— Aim of the exercise —
Would you transcribe the listing exactly as it stands, minus any images?

(Dataset begins)

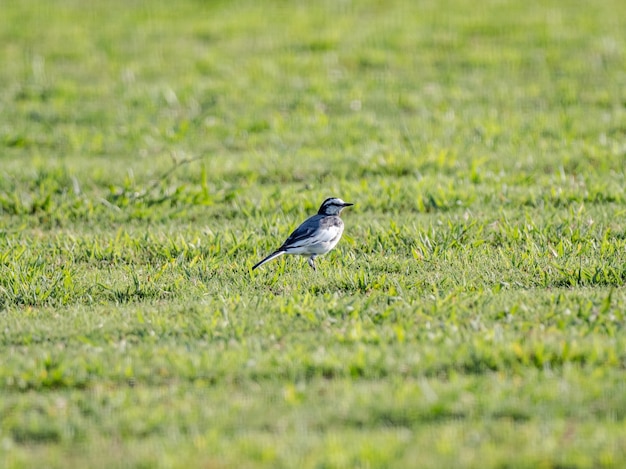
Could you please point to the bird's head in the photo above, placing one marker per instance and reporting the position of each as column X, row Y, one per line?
column 332, row 206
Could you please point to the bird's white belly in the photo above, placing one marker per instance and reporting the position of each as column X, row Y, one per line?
column 320, row 244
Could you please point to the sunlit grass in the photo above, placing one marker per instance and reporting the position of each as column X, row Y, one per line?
column 472, row 315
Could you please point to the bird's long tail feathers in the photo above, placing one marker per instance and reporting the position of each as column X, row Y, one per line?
column 273, row 255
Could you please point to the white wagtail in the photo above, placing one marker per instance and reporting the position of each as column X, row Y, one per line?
column 316, row 235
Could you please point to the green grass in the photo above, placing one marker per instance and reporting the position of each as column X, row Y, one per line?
column 473, row 315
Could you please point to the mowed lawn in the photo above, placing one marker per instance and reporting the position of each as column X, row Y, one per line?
column 472, row 316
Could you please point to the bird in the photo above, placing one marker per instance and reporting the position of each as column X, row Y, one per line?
column 317, row 235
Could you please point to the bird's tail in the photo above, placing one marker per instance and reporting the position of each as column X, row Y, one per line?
column 273, row 255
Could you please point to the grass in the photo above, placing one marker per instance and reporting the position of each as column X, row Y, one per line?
column 473, row 314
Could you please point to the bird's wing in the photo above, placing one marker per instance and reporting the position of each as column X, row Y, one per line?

(Dataset ends)

— Exercise output —
Could you please point to the bird's head in the photo above, placing one marker per instance and reporting the position of each as column X, row Y, one per line?
column 332, row 206
Could you please point to the bird's white belly in the photo above, placing one marker per instance and reporting the position of each as column X, row Y, one per line?
column 320, row 244
Could you please point to the sunlit grass in the photo above, placing one marker per instance and reporting the position of each as column X, row Y, one per line?
column 472, row 315
Could you please point to the bird's long tail feathers in the photo above, placing one marker per instance and reporting the position of each as column X, row Y, one per line?
column 273, row 255
Could you please point to the white wagtail in the photo above, placing one marker per instance and reporting the position of each as column X, row Y, one per line?
column 316, row 235
Could you please point to the green grass in the photo above, placing one marker per instance and reporting the position of each as column X, row Y, one per line?
column 473, row 315
Could you please point to the mowed lawn in the photo above, placing one marker per instance and reporting the position of each as column X, row Y, one per line?
column 472, row 316
Could you please point to the bird in the photo above, placing one marker per instance and reporting the position of each as column X, row Y, one per line?
column 317, row 235
Could you please point to the bird's tail in the photo above, placing one marker per instance and reporting the position of each as column X, row Y, one per line?
column 273, row 255
Could you please point to the grass in the photo above, placing one marker per instance and reporting the position of each as column X, row Y, one per line?
column 473, row 314
Could you please point to the bird's wing in the photo above, placing one marker per instance and reporting the position of each as column X, row Y, one per line?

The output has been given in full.